Exercise passage
<<<<
You can survive quite easily for three days without substantial nourishment. It would be uncommon not to have some type of food, such as crackers, beef jerky and snacks in the apartment. You cannot however, go longer than three days without hydration. You can hydrate yourself from the juices contained in canned vegetables, fruits and certain other canned foods. High protein meals or snacks require more fluids to digest. Medical experts will likely tell you that you cannot survive longer than three days without hydration. However, the hours and days leading up to dehydration will be painful ones. Water is critical for your survival, as well as shelter. Most people can survive up to three weeks without any food.

Considerations

Once the storm has passed, you now have the aftermath to deal with. Avoid going out into the streets, there will be looters and people that are not as prepared as you are. They will be desperate for food and water. Friends, neighbors, and strangers will do things they would normally never do because of panic. Being prepared and knowing what to do in any situation will stifle panic and allow you to carry on. Training and knowledge will get you through any survival situation.

If you have a ground floor apartment, you should take precautions against forced entries through doorways and windows. If you live in an upper level apartment, you should barricade your entranceway. Unless you have materials to barricade windows in ground floor apartments, the only thing you can do is make it more difficult to gain entry. Tape your blinds to the moldings or flat against the windows. This will slow down any intruders and give you warning and time to make an escape out the door. Place heavy furniture in front of your main entrance to stop someone from kicking the door down. Most intruders will not put much effort into gaining entry, unless they have specifically targeted the apartment. They will in many cases, move on when they see how difficult you have made it. If someone attempts to gain entrance, they are most vulnerable as they squeeze through a window or as they come in a door. People when they are sprayed in the face will instinctively raise their hands to their face; anything in their hands will be dropped.

Note: Make your own pepper spray by.... [Temporarily censured. A license is required in Massachusetts to possess pepper spray.]

Rescue Personnel and Emergency Services

Place brightly colored cloth or material where it is visible to rescue personnel. This will alert emergency workers that someone is in the apartment and may require help. Typically, it takes 72-hours for a rescue operation to commence. This does not mean you will not be in contact with the authorities within this period. They will prioritize, and will begin operations in areas that suffered the greatest damage. Their main concern at this point is saving lives.
>>>>
Provided material
<<<<
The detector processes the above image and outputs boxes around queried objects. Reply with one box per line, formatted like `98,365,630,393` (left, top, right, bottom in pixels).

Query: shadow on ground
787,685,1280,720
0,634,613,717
>>>>
Tasks and exercises
[A] In the storm survival passage, quote everything from "Once the storm" down to "any survival situation.".
[B] According to the storm survival passage, how long does it typically take for a rescue operation to commence?

Answers for the tasks
[A]
Once the storm has passed, you now have the aftermath to deal with. Avoid going out into the streets, there will be looters and people that are not as prepared as you are. They will be desperate for food and water. Friends, neighbors, and strangers will do things they would normally never do because of panic. Being prepared and knowing what to do in any situation will stifle panic and allow you to carry on. Training and knowledge will get you through any survival situation.

[B] 72 hours